[Data records]
^^^^

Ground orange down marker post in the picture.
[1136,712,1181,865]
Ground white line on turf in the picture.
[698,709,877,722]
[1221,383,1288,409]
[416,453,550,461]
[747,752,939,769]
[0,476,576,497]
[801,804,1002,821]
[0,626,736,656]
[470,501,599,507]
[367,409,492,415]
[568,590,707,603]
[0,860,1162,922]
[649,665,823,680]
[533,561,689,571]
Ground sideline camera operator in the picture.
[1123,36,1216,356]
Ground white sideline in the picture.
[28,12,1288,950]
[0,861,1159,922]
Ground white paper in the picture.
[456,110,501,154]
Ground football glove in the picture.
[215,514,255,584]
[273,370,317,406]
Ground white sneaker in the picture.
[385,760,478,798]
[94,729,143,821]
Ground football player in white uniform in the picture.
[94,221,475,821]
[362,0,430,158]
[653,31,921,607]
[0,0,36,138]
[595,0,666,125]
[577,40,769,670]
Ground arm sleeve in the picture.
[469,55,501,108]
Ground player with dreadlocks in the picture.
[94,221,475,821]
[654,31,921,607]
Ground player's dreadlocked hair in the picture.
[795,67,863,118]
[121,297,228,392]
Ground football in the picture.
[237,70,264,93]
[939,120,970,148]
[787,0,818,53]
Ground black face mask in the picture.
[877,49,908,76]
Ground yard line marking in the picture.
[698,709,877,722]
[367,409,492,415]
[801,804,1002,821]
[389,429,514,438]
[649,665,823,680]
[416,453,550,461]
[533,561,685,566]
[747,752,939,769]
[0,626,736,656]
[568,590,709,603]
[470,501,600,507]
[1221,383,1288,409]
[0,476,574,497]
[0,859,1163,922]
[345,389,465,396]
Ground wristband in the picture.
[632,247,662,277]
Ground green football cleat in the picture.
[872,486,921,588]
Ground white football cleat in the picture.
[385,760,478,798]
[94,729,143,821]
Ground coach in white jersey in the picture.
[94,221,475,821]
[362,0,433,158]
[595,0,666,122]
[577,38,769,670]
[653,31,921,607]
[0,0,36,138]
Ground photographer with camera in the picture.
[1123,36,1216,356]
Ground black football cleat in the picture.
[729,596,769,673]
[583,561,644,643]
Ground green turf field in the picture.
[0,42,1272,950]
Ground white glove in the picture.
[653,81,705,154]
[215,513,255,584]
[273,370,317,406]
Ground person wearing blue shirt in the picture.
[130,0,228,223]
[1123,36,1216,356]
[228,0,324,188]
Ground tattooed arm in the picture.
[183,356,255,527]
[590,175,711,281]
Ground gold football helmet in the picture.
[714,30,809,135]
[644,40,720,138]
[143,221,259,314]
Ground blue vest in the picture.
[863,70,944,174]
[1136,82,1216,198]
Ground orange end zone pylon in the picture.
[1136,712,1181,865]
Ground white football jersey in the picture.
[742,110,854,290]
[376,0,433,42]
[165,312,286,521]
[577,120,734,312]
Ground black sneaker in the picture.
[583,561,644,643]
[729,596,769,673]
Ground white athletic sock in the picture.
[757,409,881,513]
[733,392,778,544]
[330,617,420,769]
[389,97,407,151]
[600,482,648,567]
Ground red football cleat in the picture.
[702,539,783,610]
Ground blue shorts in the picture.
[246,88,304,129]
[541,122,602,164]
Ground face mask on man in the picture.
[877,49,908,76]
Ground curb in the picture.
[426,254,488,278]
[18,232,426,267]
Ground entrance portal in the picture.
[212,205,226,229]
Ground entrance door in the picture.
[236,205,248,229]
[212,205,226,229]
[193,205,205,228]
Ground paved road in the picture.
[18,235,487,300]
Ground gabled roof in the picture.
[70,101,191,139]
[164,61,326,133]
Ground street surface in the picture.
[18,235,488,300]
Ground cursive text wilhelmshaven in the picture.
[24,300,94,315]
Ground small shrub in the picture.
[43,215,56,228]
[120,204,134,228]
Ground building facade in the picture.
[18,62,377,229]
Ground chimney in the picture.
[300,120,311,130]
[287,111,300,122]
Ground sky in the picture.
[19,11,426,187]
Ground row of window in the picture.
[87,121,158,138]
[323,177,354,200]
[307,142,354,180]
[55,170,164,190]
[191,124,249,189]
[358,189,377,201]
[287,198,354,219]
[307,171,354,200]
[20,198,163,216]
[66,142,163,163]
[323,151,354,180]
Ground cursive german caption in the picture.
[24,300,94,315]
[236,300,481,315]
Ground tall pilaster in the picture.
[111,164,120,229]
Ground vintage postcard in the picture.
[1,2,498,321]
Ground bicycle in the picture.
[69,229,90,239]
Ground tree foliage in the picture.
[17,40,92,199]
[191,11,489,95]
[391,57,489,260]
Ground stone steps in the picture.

^^^^

* [PROBLEM TO SOLVE]
Copy every line of the items above verbatim.

* [CORRECT RESPONSE]
Ground orange down marker post in the picture.
[1136,712,1181,865]
Ground white line on turf in the picture.
[698,709,877,722]
[1221,383,1288,409]
[416,453,550,461]
[747,752,939,769]
[0,476,576,497]
[801,804,1002,821]
[0,626,736,656]
[470,501,599,507]
[367,409,492,415]
[568,590,707,603]
[0,860,1162,922]
[649,665,823,680]
[533,561,689,571]
Ground sideline camera operator in the picture.
[1123,36,1216,356]
Ground white sideline in the picture.
[28,12,1288,950]
[0,861,1159,922]
Ground white paper in the picture.
[456,110,501,154]
Ground football glove in the picture.
[215,514,255,584]
[273,370,317,406]
Ground white sneaker in the picture.
[385,760,478,798]
[94,729,143,821]
Ground football player in white uniform in the picture.
[94,221,475,821]
[362,0,430,158]
[653,31,921,607]
[0,0,36,138]
[595,0,666,125]
[577,40,769,670]
Ground arm sleeve in the picture.
[469,55,501,108]
Ground player with dreadlocks in the picture.
[94,221,475,821]
[654,31,921,607]
Ground player's dreadlocked hair in the picture.
[795,67,863,118]
[121,297,228,392]
Ground football in the picture.
[237,70,264,93]
[939,120,970,148]
[787,0,818,53]
Ground black face mask in the picture.
[877,49,908,76]
Ground yard line marking in the picture.
[698,709,877,722]
[367,409,492,415]
[801,804,1002,821]
[389,429,514,438]
[649,665,823,680]
[416,453,550,461]
[533,561,685,566]
[747,752,939,769]
[0,626,736,656]
[568,590,709,603]
[470,501,600,507]
[1221,383,1288,409]
[0,476,574,497]
[0,859,1163,922]
[345,389,465,396]
Ground wristband in the picture.
[632,247,662,277]
Ground green football cleat in the picture.
[872,486,921,588]
Ground white football cleat in the picture.
[385,760,478,798]
[94,729,143,821]
Ground coach in white jersey in the picture.
[94,221,475,821]
[362,0,433,158]
[595,0,666,122]
[577,38,769,670]
[653,31,921,607]
[0,0,36,138]
Ground photographer with camera in the picture.
[1123,36,1216,356]
Ground black football cleat in the picture.
[729,596,769,673]
[583,561,644,643]
Ground green turf field in the picture.
[0,42,1272,950]
Ground white glove in the picture.
[653,81,705,154]
[215,513,255,584]
[273,370,317,406]
Ground person wearing blue shirt in the picture.
[130,0,228,223]
[1123,36,1216,356]
[228,0,324,188]
Ground tattooed arm in the picture.
[183,356,255,527]
[590,175,711,281]
Ground gold football helmet in the picture.
[714,30,809,135]
[644,40,720,138]
[143,221,259,314]
Ground blue vest in the picture.
[863,70,944,174]
[1136,82,1216,198]
Ground orange end zone pylon in the picture.
[1136,712,1181,865]
Ground white football jersey in the picture.
[742,110,854,290]
[376,0,433,42]
[165,312,286,521]
[577,120,734,312]
Ground black sneaker in the picture.
[583,561,644,643]
[729,596,769,673]
Ground white athletic sock in the picture.
[757,409,881,513]
[733,392,778,544]
[330,617,420,769]
[389,97,407,151]
[600,482,648,567]
Ground red football cleat in the picture.
[702,539,783,610]
Ground blue shorts in the picture.
[246,88,304,129]
[541,122,602,164]
Ground face mask on man in the picture.
[877,49,908,76]
Ground curb in the picture.
[426,254,488,278]
[18,232,426,267]
Ground entrance portal in the picture.
[212,205,226,229]
Ground entrance door in the picture.
[236,205,248,229]
[212,205,226,229]
[193,205,205,228]
Ground paved road in the picture.
[18,235,487,300]
Ground gabled roof in the picture.
[70,101,191,139]
[164,61,326,133]
Ground street surface in the picture.
[18,235,488,300]
Ground cursive text wilhelmshaven in the picture.
[24,300,94,315]
Ground small shrub in the picture.
[43,215,56,228]
[120,204,134,228]
Ground building facade in the picture.
[18,62,377,229]
Ground chimney in the picture.
[300,120,311,130]
[287,111,300,122]
Ground sky in the picture.
[19,11,426,187]
Ground row of window in the picture.
[87,121,158,138]
[323,177,354,200]
[307,142,354,180]
[55,170,164,190]
[191,124,249,189]
[358,189,377,201]
[287,198,354,219]
[307,171,354,200]
[20,198,163,216]
[66,142,163,163]
[323,151,354,180]
Ground cursive german caption in the picture.
[24,300,94,315]
[236,300,481,315]
Ground tall pilaster in the picture.
[111,164,120,229]
Ground vintage postcard in the picture.
[1,2,498,321]
Ground bicycle in the picture.
[69,229,90,239]
Ground tree foliage in the picture.
[17,40,92,199]
[191,11,489,95]
[391,57,489,260]
Ground stone steps in the picture.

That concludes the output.